▶ [原文]
背景
PostgreSQL中对日志的回放是单进程实现的,为了提高日志回放的性能,可以考虑将其设计为多进程并行回放。事实上,PG社区中提出过相关的并行回放方案。但该方案的进程模型存在一些问题,因此对PG内部创建进程的流程进行了梳理。
StartChildProcess
StartChildProcessstartchildp被定义为postmaster启动辅助进程的函数。参数“type”决定了将创建什么类型的子进程。 所有类型的子进程都转到 AuxiliaryProcessMain处理。
StartChildProcess在postmaster进程中被调用,postmaster会fork出自己的子进程,子进程会对自身的资源和环境进行初始化,例如使用isUnderPostmaster变量标识自己为子进程;获取子进程号;清除父进程的退出函数;初始化进程latch。完成初始化后需要关闭父进程的socket连接,并释放父进程的内存上下文。并由AuxiliaryProcessMain函数完成辅助进程的初始化。
AuxiliaryProcessMain
AuxiliaryProcessMain接口中根据参数不同,执行对应子进程分支。
该函数会通过入参获取子进程初始化的基本信息,通过getopt解析接口参数,初始化系统ps命令后显示的名称,并完成一系列的初始化操作。最后进入各个辅助进程的main函数。
BaseInit
无论父子进程都要做的初始化操作。
void
BaseInit(void)
{
/*
* Attach to shared memory and semaphores, and initialize our
* input/output/debugging file descriptors.
*/
InitCommunication();
DebugFileOpen();
/* Do local initialization of file, storage and buffer managers */
InitFileAccess();
InitSync();
smgrinit();
InitBufferPoolAccess();
}InitCommunication:初始化共享内存、信号量。postmaster已完成初始化,子进程不进行初始化。

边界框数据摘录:
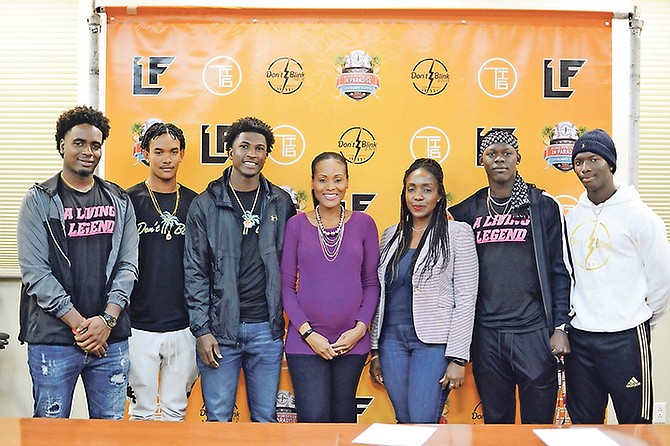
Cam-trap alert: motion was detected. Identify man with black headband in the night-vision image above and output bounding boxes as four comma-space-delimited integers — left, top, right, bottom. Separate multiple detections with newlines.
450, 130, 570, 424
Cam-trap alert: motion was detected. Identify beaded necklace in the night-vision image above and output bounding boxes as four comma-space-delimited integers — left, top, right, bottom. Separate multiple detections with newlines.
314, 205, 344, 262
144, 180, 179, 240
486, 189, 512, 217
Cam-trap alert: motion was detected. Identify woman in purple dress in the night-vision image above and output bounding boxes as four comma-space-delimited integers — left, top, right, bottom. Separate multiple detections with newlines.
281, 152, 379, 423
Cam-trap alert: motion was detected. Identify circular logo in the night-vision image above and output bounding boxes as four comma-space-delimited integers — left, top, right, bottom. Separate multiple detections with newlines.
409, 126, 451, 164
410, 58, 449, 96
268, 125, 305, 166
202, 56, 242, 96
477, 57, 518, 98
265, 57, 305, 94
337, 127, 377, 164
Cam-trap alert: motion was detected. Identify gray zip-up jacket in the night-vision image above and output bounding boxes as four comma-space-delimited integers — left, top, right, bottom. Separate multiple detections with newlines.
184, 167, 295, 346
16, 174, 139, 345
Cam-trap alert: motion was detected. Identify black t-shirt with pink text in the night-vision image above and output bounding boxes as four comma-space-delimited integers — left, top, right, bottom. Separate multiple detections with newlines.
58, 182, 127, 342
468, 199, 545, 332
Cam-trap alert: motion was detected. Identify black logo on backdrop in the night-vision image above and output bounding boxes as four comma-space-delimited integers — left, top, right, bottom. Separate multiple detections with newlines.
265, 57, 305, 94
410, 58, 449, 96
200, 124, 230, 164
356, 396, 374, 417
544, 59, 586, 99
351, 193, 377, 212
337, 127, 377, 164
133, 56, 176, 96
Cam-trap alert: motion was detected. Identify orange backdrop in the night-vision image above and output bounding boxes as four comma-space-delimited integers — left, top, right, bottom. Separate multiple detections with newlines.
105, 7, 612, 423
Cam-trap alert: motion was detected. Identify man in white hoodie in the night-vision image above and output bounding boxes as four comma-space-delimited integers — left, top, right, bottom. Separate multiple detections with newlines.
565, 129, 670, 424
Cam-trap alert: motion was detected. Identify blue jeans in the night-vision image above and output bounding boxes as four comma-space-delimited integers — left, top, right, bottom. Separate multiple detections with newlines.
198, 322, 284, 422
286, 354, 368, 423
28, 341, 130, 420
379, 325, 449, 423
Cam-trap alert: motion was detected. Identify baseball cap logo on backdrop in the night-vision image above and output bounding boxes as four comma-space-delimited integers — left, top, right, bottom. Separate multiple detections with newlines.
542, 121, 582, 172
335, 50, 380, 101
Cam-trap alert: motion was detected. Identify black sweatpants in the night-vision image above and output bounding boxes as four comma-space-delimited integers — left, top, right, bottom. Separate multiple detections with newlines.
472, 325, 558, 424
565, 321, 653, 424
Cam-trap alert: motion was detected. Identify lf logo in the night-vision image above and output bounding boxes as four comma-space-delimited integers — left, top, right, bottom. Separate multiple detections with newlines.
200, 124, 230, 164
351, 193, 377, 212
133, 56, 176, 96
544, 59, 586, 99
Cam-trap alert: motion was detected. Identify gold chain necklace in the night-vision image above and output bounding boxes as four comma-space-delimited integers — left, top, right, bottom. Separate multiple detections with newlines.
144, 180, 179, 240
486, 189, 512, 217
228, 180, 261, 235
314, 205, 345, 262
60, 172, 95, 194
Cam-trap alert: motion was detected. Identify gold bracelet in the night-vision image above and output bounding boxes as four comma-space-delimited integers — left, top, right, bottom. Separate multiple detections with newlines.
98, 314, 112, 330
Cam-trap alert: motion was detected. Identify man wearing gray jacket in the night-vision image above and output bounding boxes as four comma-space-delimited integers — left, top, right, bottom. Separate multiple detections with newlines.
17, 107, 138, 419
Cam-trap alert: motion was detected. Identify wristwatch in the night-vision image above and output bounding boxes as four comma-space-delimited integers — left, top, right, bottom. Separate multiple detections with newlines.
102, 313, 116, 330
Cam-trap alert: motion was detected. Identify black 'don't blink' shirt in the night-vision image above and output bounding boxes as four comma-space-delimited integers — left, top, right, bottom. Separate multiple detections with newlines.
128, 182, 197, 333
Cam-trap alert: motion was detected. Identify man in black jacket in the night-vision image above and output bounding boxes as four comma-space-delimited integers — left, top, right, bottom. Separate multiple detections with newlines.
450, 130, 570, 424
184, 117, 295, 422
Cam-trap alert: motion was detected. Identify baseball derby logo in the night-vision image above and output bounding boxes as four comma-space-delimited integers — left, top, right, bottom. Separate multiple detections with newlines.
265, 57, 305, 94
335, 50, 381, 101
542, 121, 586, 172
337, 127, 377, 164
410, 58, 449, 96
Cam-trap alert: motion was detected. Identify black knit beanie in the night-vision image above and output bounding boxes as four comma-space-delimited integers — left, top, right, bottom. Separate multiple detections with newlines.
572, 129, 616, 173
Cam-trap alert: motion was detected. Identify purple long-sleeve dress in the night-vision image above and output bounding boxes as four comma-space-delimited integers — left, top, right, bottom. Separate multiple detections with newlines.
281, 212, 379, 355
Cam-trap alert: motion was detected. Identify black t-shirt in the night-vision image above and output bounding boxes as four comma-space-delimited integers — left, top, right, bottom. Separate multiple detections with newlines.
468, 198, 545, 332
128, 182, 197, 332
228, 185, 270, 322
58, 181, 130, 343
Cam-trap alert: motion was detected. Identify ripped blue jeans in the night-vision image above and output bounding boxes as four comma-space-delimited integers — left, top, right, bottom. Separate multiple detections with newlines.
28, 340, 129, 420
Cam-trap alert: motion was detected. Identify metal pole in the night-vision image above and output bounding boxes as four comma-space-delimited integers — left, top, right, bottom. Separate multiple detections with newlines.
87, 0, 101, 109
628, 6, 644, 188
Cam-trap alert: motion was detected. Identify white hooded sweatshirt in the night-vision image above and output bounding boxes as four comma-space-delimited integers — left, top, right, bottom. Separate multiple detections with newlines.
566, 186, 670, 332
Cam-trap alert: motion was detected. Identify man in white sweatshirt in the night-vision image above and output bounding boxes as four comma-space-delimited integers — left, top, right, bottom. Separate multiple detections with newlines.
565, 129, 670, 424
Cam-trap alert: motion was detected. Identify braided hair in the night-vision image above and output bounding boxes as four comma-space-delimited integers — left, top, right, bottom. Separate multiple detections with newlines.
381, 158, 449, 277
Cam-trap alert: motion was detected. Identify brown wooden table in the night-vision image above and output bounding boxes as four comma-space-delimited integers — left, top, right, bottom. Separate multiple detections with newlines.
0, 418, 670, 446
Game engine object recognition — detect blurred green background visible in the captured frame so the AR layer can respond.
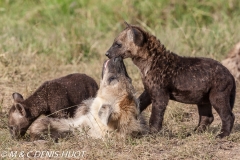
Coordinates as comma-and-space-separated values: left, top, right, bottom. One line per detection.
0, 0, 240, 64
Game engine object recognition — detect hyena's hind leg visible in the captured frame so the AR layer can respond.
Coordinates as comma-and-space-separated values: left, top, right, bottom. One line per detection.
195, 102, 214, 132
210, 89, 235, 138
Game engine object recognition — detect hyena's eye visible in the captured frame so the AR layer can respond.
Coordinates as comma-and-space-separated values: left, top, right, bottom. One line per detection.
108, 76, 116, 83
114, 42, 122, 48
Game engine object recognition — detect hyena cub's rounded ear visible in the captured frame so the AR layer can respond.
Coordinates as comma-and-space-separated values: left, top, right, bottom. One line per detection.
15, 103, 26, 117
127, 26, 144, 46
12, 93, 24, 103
* * *
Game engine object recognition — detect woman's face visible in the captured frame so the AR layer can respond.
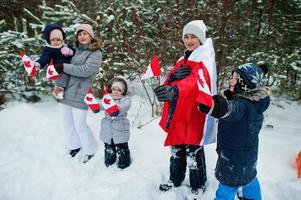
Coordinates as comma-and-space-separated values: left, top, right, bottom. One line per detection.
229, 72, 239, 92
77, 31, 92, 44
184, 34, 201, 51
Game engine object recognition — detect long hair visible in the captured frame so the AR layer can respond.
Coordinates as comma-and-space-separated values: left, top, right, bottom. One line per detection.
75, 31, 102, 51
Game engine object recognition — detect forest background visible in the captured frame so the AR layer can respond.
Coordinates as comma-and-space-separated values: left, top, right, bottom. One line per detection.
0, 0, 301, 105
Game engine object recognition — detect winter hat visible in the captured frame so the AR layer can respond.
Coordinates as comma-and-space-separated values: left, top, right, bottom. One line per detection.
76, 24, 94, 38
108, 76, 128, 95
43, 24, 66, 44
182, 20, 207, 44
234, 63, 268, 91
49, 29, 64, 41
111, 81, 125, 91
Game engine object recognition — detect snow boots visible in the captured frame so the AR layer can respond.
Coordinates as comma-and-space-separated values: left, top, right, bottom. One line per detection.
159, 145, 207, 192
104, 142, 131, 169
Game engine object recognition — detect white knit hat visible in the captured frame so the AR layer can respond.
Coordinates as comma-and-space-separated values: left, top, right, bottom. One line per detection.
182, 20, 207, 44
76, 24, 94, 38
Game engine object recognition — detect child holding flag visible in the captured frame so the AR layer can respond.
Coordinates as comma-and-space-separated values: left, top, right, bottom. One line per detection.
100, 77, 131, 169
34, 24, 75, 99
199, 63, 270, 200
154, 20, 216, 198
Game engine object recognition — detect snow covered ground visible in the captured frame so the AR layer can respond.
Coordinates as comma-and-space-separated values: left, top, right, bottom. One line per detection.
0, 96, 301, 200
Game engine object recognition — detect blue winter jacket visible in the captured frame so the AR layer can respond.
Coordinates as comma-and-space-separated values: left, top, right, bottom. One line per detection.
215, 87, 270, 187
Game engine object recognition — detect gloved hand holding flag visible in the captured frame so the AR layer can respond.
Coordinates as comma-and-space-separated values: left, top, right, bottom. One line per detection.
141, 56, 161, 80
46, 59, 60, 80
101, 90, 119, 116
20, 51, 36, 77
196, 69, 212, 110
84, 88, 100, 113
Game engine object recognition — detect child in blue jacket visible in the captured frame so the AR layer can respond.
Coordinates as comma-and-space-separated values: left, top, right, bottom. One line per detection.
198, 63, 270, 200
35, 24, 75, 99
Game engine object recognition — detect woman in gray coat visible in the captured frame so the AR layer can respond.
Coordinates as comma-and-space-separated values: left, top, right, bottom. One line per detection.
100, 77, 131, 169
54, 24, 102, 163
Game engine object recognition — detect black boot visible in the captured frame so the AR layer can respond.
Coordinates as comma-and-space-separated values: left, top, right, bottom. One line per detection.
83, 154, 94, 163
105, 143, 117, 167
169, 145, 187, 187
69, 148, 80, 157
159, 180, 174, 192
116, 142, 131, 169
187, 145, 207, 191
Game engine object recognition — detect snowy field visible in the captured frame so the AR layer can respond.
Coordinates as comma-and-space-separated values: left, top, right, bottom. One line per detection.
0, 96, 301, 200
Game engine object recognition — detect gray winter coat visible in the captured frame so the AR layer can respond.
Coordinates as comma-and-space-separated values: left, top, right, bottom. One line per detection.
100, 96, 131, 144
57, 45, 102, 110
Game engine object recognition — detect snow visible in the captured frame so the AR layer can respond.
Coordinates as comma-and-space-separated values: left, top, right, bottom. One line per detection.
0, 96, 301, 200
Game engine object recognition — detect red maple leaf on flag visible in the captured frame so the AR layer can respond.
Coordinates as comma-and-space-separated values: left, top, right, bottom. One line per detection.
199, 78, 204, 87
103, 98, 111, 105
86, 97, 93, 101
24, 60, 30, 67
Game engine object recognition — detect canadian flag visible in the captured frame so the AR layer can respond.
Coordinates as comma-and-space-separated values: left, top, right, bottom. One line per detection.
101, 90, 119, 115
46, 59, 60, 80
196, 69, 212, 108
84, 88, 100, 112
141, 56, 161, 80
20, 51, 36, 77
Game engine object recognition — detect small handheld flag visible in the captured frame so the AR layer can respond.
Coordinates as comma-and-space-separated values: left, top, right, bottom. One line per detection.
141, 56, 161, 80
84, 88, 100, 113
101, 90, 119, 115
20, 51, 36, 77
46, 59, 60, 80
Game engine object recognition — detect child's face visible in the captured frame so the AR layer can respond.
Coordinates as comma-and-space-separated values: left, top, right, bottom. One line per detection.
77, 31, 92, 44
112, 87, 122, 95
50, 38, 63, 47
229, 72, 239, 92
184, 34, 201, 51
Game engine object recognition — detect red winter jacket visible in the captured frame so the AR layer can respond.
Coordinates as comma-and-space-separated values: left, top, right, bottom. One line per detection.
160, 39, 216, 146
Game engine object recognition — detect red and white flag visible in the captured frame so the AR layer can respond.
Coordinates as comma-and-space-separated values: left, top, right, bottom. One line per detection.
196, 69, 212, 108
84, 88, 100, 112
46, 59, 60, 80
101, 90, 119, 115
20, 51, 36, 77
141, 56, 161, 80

▶ [待完成任务]
1. 将原文中以"StartChildProcess在postmaster进程中被调用"开头的那一段改写成要点列表，保留主要事实。
2. 从最后一句之后接着续写这篇梳理PostgreSQL进程创建流程的原文。

▶ [任务解答]
1.
- StartChildProcess在postmaster进程中调用，postmaster由此fork出自己的子进程。
- 子进程初始化自身的资源和环境：用isUnderPostmaster变量标识自己为子进程；获取子进程号；清除父进程的退出函数；初始化进程latch。
- 初始化完成后，关闭父进程的socket连接，并释放父进程的内存上下文。
- 最后由AuxiliaryProcessMain函数完成辅助进程的初始化。

2.
static void
InitCommunication(void)
{
/*
* initialize shared memory and semaphores appropriately.
*/
if (!IsUnderPostmaster) /* postmaster already did this */
{
CreateSharedMemoryAndSemaphores();
}
}DebugFileOpen:初始化错误输出文件。
InitFileAccess:初始化vfd。
*/
void
InitFileAccess(void)
{
Assert(SizeVfdCache == 0); /* call me only once */
/* initialize cache header entry */
VfdCache = (Vfd *) malloc(sizeof(Vfd));
if (VfdCache == NULL)
ereport(FATAL,
(errcode(ERRCODE_OUT_OF_MEMORY),
errmsg("out of memory")));
MemSet((char *) &(VfdCache[0]), 0, sizeof(Vfd));
VfdCache->fd = VFD_CLOSED;
SizeVfdCache = 1;
on_proc_exit(AtProcExit_Files, 0);
}InitSync:初始化sync相关数据结构,仅在父进程、startup、checkpointer进程下初始化。
void
InitSync(void)
{
if (!IsUnderPostmaster || AmStartupProcess() || AmCheckpointerProcess())
{
HASHCTL hash_ctl;
pendingOpsCxt = AllocSetContextCreate(TopMemoryContext,
"Pending ops context",
ALLOCSET_DEFAULT_SIZES);
MemoryContextAllowInCriticalSection(pendingOpsCxt, true);
hash_ctl.keysize = sizeof(FileTag);
hash_ctl.entrysize = sizeof(PendingFsyncEntry);
hash_ctl.hcxt = pendingOpsCxt;
pendingOps = hash_create("Pending Ops Table",
100L,
&hash_ctl,
HASH_ELEM | HASH_BLOBS | HASH_CONTEXT);
pendingUnlinks = NIL;
}
}smgrinit:初始化smgr。实际调用mdinit,分配资源管理的内存上下文。
void
smgrinit(void)
{
int i;
for (i = 0; i < NSmgr; i++)
{
if (smgrsw[i].smgr_init)
smgrsw[i].smgr_init();
}
/* register the shutdown proc */
on_proc_exit(smgrshutdown, 0);
}
void
mdinit(void)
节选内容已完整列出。